%%

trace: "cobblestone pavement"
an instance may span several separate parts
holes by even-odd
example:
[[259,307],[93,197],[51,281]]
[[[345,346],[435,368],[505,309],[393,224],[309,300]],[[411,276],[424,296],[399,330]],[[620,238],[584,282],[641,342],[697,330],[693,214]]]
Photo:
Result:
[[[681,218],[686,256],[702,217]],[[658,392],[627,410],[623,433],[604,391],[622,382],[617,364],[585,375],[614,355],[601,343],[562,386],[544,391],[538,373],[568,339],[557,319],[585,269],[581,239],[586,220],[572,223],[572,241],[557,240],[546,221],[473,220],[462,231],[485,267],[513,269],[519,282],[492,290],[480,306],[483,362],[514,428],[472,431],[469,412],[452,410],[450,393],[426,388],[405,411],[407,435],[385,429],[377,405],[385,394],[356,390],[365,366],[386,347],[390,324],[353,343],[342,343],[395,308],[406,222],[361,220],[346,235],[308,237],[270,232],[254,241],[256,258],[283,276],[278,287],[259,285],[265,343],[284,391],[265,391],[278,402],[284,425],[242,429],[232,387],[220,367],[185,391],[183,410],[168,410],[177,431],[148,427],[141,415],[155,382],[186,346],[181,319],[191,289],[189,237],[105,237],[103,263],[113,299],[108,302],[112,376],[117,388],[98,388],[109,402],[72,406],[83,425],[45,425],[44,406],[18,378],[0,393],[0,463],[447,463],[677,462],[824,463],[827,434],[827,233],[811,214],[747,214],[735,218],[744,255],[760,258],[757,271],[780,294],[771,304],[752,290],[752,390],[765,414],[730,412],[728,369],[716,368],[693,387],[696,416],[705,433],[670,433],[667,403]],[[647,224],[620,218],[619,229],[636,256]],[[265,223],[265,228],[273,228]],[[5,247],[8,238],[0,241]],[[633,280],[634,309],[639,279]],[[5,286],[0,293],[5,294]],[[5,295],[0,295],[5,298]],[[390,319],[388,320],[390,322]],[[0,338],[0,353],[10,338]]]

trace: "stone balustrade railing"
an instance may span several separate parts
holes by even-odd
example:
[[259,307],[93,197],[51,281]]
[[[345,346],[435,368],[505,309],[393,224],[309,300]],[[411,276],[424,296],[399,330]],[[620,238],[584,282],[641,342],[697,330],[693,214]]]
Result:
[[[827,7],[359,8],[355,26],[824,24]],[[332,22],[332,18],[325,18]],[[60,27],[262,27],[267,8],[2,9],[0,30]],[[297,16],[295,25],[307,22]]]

%%

Work instructions ▸ Reproduce all data above, unchanged.

Answer to this task ▸
trace: "cobblestone pavement"
an instance may span several separate parts
holes by even-odd
example:
[[259,307],[93,197],[51,281]]
[[[345,346],[435,368],[505,309],[393,224],[309,300]],[[411,276],[424,296],[399,330]],[[620,238],[584,282],[641,342],[697,330],[693,214]]]
Photo:
Result:
[[[681,218],[686,256],[702,217]],[[658,392],[627,410],[623,433],[604,391],[622,382],[617,364],[585,375],[614,355],[601,343],[562,386],[544,391],[538,373],[568,339],[557,319],[585,269],[581,239],[586,220],[572,223],[572,241],[557,240],[546,221],[473,220],[462,231],[485,267],[513,269],[519,282],[492,290],[480,306],[483,362],[514,428],[472,431],[469,412],[452,410],[450,393],[426,388],[405,411],[407,435],[385,429],[377,405],[385,394],[356,390],[365,366],[386,347],[390,324],[353,343],[342,343],[395,308],[406,222],[361,220],[346,235],[308,237],[270,232],[254,241],[256,258],[283,276],[278,287],[259,285],[265,343],[284,391],[265,391],[278,402],[284,425],[242,429],[232,387],[220,367],[185,391],[183,410],[168,410],[177,431],[148,427],[141,415],[155,382],[186,346],[181,319],[191,289],[189,237],[105,237],[103,263],[113,299],[108,302],[112,376],[117,388],[98,388],[109,402],[72,406],[83,425],[45,425],[44,406],[18,378],[0,393],[0,463],[447,463],[677,462],[824,463],[827,434],[827,233],[811,214],[747,214],[735,218],[744,255],[760,258],[757,271],[780,294],[771,304],[752,290],[752,390],[765,414],[730,412],[728,369],[716,368],[693,387],[696,416],[705,433],[670,433],[667,403]],[[647,224],[620,218],[619,229],[636,256]],[[265,223],[265,228],[273,228]],[[5,247],[8,238],[0,241]],[[633,280],[634,309],[639,279]],[[5,286],[0,293],[5,294]],[[5,295],[0,295],[5,298]],[[390,319],[388,320],[390,322]],[[0,338],[0,353],[10,338]]]

trace: "stone balustrade railing"
an instance may span several separate parts
holes by even-odd
example:
[[259,307],[93,197],[51,281]]
[[[345,346],[435,368],[505,309],[393,224],[309,300]],[[411,276],[424,296],[399,330]],[[620,238],[584,282],[641,342],[697,330],[693,214]]]
Result:
[[[827,7],[359,8],[355,26],[824,24]],[[332,22],[332,18],[325,18]],[[60,27],[262,27],[267,8],[2,9],[0,30]],[[297,16],[295,25],[307,22]]]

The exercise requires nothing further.